Given exercise. Reproduce all of the data below word for word, keeping every line in its original order.
[start]
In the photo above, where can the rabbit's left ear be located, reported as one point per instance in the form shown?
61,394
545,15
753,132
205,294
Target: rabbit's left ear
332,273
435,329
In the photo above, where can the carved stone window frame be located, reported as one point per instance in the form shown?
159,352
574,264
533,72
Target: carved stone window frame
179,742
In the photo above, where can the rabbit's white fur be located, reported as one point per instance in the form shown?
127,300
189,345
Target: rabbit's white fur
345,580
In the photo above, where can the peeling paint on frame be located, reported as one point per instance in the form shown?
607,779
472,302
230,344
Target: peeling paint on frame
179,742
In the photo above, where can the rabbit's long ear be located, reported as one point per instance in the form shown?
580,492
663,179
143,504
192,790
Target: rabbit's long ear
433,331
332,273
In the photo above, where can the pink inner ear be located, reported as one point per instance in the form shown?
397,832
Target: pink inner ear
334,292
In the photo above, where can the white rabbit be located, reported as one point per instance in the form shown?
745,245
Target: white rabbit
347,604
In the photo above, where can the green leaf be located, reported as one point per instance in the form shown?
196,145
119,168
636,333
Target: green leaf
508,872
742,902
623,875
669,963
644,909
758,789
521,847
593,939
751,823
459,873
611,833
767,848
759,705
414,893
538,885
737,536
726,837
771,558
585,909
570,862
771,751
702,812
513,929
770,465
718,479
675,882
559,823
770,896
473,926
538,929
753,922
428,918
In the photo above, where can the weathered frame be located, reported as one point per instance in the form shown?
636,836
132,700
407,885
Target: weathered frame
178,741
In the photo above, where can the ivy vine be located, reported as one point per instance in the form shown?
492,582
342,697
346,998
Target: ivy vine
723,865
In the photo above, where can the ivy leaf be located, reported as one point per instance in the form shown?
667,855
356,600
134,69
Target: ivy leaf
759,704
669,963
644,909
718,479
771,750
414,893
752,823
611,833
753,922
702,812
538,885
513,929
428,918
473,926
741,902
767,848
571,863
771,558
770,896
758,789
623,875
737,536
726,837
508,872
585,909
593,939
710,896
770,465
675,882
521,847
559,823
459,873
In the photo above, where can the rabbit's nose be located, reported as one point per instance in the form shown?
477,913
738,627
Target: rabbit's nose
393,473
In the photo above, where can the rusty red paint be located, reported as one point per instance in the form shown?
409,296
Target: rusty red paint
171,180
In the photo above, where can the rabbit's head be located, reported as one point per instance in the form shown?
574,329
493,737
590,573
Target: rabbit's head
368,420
[end]
Output.
In the photo above, where can the rabbit's left ear be located, reported as one point per instance in the form shown?
61,394
545,15
753,132
205,294
Target: rabbit's left ear
332,273
435,329
In the photo above, where can the carved stone window frame be located, reported as one point per instance in the form shown?
159,352
574,264
533,72
Target: carved stone window frame
179,742
In the photo above, where can the rabbit's white fur be located, reported as one point per instance in the form shown?
127,300
189,345
Target: rabbit's white fur
345,580
In the photo above, where can the peeling paint on frame be located, reported as one point per instance in the form shown?
607,779
472,302
230,344
Target: peeling paint on frame
179,742
In the photo above, where can the rabbit's long ear be located, reported as one point per instance in the form shown?
580,492
663,179
143,504
192,790
Target: rabbit's long ear
433,331
332,273
In the photo above, where can the pink inner ear be located, reported as one point per instance in the form shown?
397,832
Target: pink inner ear
334,292
In the photo above, where can the white rabbit be located, reported as one point per instance in the form shown?
745,245
Target: white rabbit
347,604
In the photo above, where can the green leaf be located, reported as one point per instance in the form shown?
196,145
119,168
636,333
Target: green leaf
508,872
742,902
623,875
669,963
644,909
758,789
521,847
593,939
751,823
459,873
611,833
767,848
759,705
414,893
538,885
737,536
726,837
771,558
585,909
570,862
771,751
702,812
513,929
770,465
718,479
675,882
559,823
770,896
473,926
538,929
753,922
428,918
In the photo above, where can the weathered frame be located, reported as one point per instance in the form shown?
636,836
132,700
407,885
Target: weathered frame
178,741
In the photo above, where can the ivy vine be located, reported as one point per instance in the form shown?
492,582
342,697
346,998
Target: ivy vine
723,865
In the photo above, where can the ivy leaf be located, reported as one point per instance in the form shown?
667,855
356,600
134,69
Target: ivy leaf
759,704
669,963
644,909
718,479
771,750
414,893
752,823
611,833
753,922
702,812
538,885
513,929
428,918
473,926
741,902
767,848
571,863
771,558
770,896
758,789
623,875
737,536
726,837
508,872
585,909
593,939
710,896
770,465
675,882
521,847
559,823
459,873
In the photo above, where can the rabbit's nose be located, reported as one point per instance in the form shown?
477,913
738,627
Target: rabbit's nose
393,473
In the photo above, where can the rusty red paint be located, reported as one point per instance in the form shown?
409,296
Target: rusty red paint
171,180
In the photo above, where can the rabbit's head be located, reported as one point per instance in the form shown?
574,329
493,737
590,573
Target: rabbit's head
368,420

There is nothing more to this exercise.